# WORK REQUIRED
Answer these questions using the czar logs below.
(a) Who is czar on Tuesday, 2011.03.01?
(b) At what time on Monday was Replication restarted?
(c) What fixed the problem of ippc20 being unable to access files from ipp037?

# TEXT TO READ
— start —
PS1 IPP Czar Logs for the week 2011-02-28 - 2011.03.06

(Up to PS1 IPP Czar Logs)

Monday : 2011.02.28

Serge is czar.

  • Bill stopped stdscience last night and feel asleep before restarting it. (We had a burst of faults that he wanted to investigate. Revert took care of them.) Restarted stdscience about 7:30 am.
  • 14:25 Restarted Replication. It was stopped Sunday night around 20:37. Note that stdscience crashed around 8:30pm as well. Its log many errors (these errors becoming more frequent from 20:05 till the crash) like:
    500 Can't connect to ippdb00.ifa.hawaii.edu:80 (connect: timeout) at /home/panstarrs/ipp/psconfig//ipp-20110218.lin64/lib/Nebulous/Client.pm line 852
    
    I checked the different syslogs (apache, mysql, /var/log/messages) but I didn't see anything interesting in them.

Tuesday : 2011.03.01

Bill is czar.

  • about 4am queued another set of ThreePi?.136 diffs. As advertised the script takes a long time
  • 7:30 running low on outstanding diffs. Ran the script again.
  • 7:50 many faults. Log shows ippc20 can't access files from ipp037. force.umount fixed that problem. Reverted faults.
  • 10:30 EAM : removed ippc00 - ippc04 from stdscience to use for static sky photometry
  • 11:21 heather set chip/warp/stack of MD07.trp and MD06.jtrp to goto_cleaned, and added MD08.jtrp to ipp/stdscience.
  • 11:21 heather started the diff queue script for ThreePi?.136
  • 12:30 EAM : ippc02 hung on over-full memory. i've rebooted it.
  • 16:23 heather ran the diff queue script again.
— end —
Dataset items
— start —
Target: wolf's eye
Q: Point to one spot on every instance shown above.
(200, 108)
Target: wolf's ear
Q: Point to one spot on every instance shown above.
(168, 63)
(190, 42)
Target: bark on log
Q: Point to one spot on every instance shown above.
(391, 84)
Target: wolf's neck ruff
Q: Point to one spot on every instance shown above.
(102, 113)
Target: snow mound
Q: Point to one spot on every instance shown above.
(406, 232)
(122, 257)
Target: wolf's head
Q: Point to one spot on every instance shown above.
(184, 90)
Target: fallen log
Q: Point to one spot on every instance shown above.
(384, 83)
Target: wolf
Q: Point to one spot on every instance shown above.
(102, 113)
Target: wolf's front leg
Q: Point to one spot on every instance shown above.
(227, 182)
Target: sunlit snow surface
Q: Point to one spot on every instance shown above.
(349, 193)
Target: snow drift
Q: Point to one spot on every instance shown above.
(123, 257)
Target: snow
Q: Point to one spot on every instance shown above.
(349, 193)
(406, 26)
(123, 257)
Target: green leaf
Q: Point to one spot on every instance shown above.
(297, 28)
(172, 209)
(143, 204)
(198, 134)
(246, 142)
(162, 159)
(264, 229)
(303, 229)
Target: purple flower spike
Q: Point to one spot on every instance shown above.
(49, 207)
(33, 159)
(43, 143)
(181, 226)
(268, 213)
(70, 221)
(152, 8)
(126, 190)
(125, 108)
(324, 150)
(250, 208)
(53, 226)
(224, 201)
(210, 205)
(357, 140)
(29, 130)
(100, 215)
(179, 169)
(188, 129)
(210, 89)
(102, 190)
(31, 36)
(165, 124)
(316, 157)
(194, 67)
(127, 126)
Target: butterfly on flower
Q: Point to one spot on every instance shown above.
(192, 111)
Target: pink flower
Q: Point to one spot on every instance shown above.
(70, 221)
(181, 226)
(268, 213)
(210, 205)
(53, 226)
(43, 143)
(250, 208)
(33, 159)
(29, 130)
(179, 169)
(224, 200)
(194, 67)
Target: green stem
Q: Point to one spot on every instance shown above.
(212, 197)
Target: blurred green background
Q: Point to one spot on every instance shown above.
— end —
# ANSWER FOR THIS EXERCISE
(a) Bill
(b) 14:25
(c) force.umount